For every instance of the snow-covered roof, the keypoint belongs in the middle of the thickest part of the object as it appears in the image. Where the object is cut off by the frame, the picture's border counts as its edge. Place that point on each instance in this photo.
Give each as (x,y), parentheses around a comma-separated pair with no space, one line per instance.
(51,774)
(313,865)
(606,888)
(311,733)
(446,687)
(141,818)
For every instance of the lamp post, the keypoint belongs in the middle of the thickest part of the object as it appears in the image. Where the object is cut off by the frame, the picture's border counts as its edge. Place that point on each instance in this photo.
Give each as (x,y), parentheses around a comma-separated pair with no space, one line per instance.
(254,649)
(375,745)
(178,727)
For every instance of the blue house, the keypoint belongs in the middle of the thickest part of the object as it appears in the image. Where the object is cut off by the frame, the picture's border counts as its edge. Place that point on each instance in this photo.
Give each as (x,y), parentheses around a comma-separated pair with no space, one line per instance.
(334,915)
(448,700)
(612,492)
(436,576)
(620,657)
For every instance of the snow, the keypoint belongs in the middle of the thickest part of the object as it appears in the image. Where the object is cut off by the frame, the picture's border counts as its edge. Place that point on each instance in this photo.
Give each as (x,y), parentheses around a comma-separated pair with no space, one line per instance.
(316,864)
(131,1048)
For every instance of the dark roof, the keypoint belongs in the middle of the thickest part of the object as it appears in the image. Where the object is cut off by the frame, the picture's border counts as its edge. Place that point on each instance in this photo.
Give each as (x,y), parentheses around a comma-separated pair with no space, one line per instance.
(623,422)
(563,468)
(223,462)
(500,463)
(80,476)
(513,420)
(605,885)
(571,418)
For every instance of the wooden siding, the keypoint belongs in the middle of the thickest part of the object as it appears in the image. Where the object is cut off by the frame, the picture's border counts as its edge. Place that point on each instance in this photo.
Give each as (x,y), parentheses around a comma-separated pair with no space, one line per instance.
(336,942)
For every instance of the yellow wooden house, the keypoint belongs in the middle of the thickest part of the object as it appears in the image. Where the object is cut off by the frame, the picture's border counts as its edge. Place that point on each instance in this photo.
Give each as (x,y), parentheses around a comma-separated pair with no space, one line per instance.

================================

** YOUR GOAL **
Using the records above, list each line that includes "wooden".

** ANSWER TO THIS EXERCISE **
For every instance of the wooden siding, the keypoint belongs in the middle of the thickest part of the object as it appears in the image. Where the object is cut off by the frame, the picture's border counts as its edge. Place that point on each instance in this photo.
For every instance of the yellow wooden house, the keypoint belongs in the middle of the thickest part of the object as it appears in the image. Where the object is cut off by the frame, the picture's border counts as its edge. Place that point on each instance in this photo.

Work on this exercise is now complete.